(A block of data)
-------

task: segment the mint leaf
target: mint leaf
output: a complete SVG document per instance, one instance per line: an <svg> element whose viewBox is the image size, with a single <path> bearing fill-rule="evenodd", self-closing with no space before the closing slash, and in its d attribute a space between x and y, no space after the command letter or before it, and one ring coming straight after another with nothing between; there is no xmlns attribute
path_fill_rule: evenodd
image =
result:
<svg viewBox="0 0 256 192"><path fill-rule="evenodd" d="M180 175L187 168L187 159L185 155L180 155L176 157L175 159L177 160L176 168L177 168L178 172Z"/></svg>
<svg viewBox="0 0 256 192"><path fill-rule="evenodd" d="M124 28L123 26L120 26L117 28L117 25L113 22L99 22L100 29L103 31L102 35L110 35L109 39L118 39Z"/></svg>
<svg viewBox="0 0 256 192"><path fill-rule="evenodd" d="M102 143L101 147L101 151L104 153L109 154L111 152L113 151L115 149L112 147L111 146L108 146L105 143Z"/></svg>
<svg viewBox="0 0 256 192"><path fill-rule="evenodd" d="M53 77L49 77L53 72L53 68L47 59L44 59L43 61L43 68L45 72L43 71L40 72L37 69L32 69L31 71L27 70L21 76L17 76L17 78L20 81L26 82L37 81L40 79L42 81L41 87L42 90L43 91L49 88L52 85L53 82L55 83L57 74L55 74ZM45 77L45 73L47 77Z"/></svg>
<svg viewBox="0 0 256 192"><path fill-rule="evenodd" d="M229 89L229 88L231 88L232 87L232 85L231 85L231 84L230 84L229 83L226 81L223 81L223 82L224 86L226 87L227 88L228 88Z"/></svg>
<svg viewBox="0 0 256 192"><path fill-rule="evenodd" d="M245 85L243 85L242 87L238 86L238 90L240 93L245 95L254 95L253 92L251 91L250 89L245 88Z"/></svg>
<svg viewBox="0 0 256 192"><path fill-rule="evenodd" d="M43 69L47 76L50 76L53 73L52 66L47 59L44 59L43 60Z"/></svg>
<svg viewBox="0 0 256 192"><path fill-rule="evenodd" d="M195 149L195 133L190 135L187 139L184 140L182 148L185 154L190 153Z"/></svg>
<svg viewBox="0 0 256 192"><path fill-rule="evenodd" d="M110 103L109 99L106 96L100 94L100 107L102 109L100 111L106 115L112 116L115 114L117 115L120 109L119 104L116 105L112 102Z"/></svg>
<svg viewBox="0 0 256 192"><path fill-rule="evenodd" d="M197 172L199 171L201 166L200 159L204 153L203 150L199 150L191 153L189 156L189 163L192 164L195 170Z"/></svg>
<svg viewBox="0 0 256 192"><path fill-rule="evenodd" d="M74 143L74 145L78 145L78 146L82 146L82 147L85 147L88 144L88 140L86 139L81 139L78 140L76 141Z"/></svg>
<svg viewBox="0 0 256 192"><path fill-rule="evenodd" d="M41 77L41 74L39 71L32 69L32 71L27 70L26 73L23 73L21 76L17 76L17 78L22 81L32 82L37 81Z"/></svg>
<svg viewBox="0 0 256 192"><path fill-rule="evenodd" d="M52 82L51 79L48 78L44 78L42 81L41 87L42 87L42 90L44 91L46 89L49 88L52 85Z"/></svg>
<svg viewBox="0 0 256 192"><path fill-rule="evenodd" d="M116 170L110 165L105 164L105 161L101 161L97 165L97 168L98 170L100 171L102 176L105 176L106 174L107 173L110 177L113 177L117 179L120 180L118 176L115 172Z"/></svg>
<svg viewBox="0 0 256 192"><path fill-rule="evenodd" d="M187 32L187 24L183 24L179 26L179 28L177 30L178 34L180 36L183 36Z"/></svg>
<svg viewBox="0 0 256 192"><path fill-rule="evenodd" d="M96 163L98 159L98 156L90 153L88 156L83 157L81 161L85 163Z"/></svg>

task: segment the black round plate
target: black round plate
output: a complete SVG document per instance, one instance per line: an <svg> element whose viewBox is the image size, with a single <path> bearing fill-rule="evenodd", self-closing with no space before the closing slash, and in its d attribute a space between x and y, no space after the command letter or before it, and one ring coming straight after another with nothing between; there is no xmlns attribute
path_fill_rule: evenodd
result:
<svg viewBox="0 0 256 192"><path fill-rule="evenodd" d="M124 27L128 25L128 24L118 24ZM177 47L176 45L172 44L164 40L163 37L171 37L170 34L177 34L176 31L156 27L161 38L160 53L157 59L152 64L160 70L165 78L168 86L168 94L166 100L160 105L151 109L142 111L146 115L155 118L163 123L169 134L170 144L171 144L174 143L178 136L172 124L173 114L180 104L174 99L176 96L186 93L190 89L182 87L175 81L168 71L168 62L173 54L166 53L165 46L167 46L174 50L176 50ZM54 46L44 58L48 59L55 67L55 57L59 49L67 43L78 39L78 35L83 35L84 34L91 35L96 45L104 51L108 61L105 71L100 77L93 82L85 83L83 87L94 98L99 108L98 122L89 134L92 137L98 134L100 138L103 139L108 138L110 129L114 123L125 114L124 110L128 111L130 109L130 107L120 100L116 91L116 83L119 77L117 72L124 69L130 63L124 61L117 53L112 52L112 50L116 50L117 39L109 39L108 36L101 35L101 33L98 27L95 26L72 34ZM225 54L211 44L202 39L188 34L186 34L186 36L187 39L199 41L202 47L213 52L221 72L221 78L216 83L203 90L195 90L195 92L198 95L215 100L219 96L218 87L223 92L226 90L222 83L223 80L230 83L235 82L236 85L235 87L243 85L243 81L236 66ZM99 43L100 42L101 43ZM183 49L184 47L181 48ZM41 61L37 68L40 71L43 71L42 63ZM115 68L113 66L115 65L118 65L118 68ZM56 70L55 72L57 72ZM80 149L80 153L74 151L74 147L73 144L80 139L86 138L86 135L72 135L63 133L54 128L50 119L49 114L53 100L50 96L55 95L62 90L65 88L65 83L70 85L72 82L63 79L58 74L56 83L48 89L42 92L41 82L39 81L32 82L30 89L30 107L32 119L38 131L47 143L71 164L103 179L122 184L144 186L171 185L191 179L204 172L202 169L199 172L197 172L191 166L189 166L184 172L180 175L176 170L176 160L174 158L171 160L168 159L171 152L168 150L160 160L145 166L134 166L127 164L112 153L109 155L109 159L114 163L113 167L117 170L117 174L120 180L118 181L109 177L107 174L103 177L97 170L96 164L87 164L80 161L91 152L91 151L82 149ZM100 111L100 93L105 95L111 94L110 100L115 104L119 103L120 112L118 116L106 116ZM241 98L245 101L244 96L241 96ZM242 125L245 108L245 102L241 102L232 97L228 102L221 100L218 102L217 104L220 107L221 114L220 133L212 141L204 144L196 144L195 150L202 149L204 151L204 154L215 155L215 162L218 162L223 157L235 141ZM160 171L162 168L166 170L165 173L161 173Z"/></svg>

-------

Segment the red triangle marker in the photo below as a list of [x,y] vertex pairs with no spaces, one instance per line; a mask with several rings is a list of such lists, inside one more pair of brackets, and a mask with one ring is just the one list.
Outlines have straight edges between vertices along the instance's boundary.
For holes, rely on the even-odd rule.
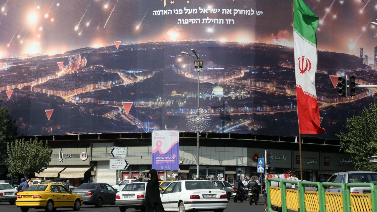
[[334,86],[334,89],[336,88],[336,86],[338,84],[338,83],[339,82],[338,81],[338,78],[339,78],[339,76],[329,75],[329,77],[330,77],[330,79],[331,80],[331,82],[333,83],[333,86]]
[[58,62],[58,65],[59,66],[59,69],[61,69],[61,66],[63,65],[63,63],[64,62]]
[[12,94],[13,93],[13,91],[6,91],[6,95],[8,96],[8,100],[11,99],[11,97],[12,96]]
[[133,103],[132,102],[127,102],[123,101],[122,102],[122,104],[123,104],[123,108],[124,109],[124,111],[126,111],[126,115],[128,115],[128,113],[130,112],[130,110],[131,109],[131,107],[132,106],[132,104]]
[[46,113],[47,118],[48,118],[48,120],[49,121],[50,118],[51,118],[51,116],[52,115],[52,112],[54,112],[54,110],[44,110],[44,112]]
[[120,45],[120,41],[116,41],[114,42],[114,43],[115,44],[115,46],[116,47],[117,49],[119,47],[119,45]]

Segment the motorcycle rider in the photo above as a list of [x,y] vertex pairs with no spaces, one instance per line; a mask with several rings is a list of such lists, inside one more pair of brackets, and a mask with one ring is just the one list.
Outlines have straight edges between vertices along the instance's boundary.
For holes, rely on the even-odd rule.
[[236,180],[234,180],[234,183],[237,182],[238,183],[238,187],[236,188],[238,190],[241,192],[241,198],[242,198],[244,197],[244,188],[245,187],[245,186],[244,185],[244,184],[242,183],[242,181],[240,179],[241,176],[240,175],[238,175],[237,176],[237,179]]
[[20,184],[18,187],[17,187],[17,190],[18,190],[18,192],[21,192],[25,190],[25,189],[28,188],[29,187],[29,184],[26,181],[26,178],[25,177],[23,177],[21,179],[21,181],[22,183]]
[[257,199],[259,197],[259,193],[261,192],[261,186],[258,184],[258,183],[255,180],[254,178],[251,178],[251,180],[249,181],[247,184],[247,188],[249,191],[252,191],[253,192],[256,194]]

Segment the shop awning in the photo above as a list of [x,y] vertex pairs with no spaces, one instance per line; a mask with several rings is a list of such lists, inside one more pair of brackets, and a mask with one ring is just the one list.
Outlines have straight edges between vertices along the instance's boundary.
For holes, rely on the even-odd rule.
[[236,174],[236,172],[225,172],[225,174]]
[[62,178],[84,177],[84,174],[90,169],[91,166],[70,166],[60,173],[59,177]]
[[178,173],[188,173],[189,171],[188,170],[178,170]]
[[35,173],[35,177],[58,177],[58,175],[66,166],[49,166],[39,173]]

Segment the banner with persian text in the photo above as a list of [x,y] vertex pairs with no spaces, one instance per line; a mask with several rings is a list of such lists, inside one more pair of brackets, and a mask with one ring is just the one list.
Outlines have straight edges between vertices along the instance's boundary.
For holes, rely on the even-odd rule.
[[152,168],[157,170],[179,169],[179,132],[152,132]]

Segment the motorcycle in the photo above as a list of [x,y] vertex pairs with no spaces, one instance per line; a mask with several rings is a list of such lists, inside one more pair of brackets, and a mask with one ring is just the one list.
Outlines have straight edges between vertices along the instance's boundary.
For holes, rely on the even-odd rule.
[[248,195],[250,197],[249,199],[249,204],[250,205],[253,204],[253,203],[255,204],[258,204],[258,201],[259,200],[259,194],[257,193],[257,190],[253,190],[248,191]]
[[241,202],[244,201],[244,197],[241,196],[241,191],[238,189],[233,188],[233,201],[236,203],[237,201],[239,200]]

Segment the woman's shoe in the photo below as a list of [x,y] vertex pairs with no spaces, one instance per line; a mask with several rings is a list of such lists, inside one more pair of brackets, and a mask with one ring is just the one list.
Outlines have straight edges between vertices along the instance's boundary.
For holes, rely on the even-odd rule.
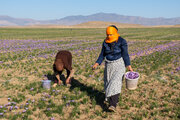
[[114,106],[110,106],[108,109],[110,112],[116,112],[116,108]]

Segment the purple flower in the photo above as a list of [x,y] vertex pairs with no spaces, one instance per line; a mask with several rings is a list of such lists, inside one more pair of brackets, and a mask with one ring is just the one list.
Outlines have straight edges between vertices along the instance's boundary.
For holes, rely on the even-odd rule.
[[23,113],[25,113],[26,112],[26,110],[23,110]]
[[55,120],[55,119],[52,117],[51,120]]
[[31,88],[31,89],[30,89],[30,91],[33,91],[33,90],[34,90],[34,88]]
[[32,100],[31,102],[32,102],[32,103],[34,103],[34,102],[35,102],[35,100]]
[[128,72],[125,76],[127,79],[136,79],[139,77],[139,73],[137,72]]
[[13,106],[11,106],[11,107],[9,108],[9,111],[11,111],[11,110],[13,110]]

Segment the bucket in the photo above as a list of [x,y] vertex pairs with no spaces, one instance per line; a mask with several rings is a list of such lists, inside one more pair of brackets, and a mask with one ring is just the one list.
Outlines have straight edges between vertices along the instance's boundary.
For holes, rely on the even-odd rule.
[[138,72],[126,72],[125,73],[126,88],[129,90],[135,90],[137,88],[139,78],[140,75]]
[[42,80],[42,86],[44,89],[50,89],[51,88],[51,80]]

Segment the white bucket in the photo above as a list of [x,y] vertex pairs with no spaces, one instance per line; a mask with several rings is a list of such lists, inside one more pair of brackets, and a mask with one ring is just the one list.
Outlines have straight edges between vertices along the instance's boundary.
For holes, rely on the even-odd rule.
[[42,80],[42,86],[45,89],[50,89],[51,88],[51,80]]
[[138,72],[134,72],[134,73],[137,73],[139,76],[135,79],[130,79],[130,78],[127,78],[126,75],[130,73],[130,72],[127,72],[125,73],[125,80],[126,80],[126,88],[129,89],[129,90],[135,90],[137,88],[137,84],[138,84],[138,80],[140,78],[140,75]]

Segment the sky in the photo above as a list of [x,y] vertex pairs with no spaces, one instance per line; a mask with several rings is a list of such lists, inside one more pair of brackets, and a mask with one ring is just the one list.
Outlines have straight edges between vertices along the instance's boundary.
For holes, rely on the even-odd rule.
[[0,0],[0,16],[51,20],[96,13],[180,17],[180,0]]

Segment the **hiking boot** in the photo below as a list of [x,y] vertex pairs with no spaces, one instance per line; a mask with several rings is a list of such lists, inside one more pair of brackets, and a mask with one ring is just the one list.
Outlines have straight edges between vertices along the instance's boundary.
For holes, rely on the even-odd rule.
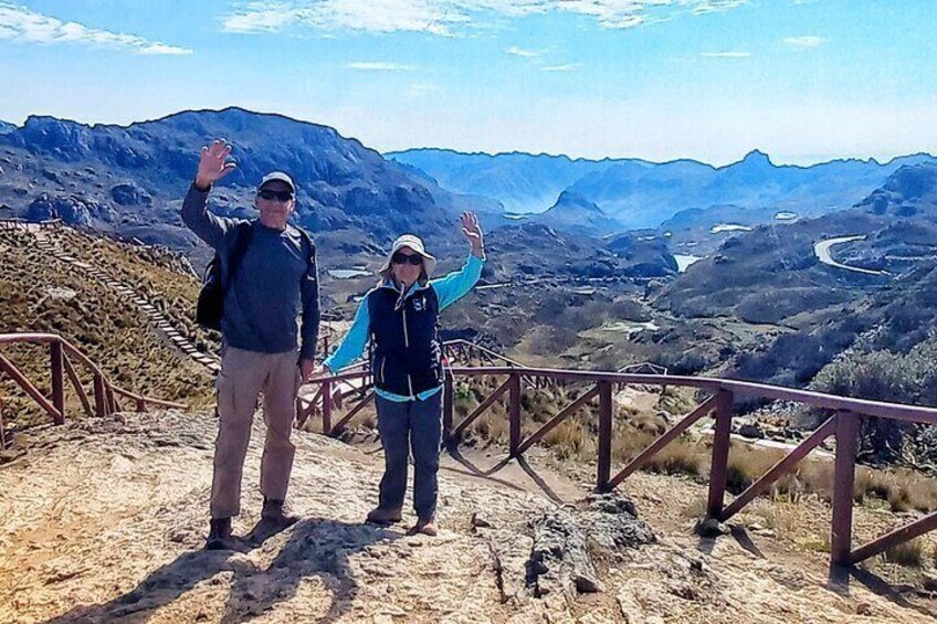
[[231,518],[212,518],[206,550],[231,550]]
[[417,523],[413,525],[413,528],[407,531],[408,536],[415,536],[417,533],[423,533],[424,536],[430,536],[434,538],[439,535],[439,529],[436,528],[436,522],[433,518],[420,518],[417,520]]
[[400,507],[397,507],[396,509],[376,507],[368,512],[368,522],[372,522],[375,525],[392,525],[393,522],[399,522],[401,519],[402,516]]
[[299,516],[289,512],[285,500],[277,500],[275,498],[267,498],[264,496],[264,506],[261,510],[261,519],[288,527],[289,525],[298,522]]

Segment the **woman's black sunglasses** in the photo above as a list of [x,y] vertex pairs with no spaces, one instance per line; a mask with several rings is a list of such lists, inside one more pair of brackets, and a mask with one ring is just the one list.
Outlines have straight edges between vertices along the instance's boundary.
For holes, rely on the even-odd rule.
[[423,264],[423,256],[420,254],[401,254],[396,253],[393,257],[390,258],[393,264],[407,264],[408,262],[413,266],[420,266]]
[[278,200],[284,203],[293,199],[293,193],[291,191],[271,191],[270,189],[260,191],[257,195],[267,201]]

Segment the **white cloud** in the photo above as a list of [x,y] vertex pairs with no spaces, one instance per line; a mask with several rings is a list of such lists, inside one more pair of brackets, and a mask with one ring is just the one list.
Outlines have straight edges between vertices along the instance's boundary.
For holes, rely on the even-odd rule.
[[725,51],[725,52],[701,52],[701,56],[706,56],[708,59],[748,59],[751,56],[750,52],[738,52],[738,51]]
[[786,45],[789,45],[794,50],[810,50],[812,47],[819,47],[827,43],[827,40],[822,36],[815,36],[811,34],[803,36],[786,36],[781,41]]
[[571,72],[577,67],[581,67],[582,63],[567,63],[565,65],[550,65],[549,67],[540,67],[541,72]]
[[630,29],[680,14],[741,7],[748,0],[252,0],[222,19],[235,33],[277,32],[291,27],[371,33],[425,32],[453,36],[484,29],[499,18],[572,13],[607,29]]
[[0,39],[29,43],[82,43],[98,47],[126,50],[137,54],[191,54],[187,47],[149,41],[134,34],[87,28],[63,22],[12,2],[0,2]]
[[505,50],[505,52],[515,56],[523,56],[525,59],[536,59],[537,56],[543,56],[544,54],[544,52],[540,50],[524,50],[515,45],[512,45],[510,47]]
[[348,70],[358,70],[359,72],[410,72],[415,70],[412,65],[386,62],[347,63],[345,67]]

-------

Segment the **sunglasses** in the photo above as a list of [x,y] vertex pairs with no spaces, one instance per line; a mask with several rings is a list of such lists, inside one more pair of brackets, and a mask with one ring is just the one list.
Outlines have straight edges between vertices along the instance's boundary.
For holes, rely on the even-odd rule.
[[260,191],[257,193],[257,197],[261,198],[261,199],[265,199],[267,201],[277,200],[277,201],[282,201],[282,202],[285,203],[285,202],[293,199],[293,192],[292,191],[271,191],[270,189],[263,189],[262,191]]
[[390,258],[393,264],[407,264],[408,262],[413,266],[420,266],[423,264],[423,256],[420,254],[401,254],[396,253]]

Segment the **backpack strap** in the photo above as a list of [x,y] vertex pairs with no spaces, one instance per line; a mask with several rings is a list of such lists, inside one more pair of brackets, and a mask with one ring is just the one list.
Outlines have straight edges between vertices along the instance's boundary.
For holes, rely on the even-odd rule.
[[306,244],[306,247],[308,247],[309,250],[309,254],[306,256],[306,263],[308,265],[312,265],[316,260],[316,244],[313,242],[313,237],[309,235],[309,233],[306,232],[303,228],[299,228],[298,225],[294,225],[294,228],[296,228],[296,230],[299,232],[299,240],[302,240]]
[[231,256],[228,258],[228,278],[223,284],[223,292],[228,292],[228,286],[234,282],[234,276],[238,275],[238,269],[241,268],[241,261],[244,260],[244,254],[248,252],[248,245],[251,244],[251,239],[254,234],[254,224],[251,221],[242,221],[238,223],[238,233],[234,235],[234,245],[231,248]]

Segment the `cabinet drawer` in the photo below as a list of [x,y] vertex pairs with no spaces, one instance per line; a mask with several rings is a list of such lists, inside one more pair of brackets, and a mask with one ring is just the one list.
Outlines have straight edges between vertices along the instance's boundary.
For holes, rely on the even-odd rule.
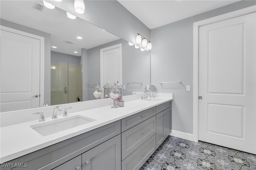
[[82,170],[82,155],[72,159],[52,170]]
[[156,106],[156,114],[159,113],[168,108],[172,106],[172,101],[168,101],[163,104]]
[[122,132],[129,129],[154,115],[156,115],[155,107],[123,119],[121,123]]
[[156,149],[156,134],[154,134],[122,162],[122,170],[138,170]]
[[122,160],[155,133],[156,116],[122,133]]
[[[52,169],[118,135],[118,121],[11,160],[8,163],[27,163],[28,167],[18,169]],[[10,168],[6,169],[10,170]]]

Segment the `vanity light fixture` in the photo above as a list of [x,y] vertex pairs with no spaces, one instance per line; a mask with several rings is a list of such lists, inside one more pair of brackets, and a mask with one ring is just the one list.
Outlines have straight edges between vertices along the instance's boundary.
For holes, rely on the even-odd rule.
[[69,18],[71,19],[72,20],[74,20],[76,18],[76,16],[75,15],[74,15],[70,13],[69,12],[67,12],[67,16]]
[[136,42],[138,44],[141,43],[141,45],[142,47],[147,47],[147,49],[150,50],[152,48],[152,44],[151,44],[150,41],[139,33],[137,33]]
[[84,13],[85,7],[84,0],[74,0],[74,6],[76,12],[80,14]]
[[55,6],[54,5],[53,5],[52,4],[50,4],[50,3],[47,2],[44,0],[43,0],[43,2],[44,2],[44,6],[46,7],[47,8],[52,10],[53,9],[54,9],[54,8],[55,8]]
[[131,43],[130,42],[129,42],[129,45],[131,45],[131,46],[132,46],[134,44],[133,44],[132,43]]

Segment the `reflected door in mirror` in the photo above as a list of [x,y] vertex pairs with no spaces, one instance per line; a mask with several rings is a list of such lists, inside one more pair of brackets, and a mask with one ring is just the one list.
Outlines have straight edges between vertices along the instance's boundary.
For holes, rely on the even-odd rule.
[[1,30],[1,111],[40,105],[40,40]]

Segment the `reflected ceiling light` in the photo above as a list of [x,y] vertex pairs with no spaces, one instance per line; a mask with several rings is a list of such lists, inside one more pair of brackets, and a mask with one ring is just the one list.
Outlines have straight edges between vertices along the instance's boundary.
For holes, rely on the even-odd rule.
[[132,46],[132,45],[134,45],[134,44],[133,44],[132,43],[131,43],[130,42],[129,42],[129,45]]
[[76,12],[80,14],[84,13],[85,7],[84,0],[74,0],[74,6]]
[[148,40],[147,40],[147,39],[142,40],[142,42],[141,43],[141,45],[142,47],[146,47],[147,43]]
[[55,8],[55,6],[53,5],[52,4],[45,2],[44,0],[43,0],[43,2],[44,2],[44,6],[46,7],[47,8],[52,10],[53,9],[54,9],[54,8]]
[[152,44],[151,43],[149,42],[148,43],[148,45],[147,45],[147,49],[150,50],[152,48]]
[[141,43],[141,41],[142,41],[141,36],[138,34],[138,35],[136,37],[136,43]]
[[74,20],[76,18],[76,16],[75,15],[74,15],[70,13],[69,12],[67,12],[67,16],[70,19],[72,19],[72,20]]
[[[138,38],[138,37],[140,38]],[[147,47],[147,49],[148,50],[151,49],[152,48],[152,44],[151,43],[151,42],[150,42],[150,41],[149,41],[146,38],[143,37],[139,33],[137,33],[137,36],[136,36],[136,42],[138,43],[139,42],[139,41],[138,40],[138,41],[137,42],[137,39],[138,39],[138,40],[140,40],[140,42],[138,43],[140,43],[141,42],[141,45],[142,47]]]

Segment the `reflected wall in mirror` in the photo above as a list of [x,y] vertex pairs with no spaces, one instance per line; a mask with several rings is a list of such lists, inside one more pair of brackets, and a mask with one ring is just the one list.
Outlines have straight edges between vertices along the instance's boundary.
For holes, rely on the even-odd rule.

-------

**PROBLEM REQUIREMENTS:** Please return the material above unchanged, starting with the line that contains "task: segment the mint leaf" and ending after the line that contains "175L187 168L187 159L185".

**RESULT:**
task: segment the mint leaf
target: mint leaf
output: a complete SVG document per instance, one instance per line: an <svg> element whose viewBox is the image size, with a single <path> bearing fill-rule="evenodd", self-closing with no space before the closing slash, and in its d attribute a space between x and y, no space after the command letter or before it, and one ring coming straight after another with nothing between; there is no xmlns attribute
path_fill_rule: evenodd
image =
result:
<svg viewBox="0 0 256 192"><path fill-rule="evenodd" d="M180 175L187 168L187 159L185 155L180 155L176 157L175 159L177 160L176 168L177 168L178 172Z"/></svg>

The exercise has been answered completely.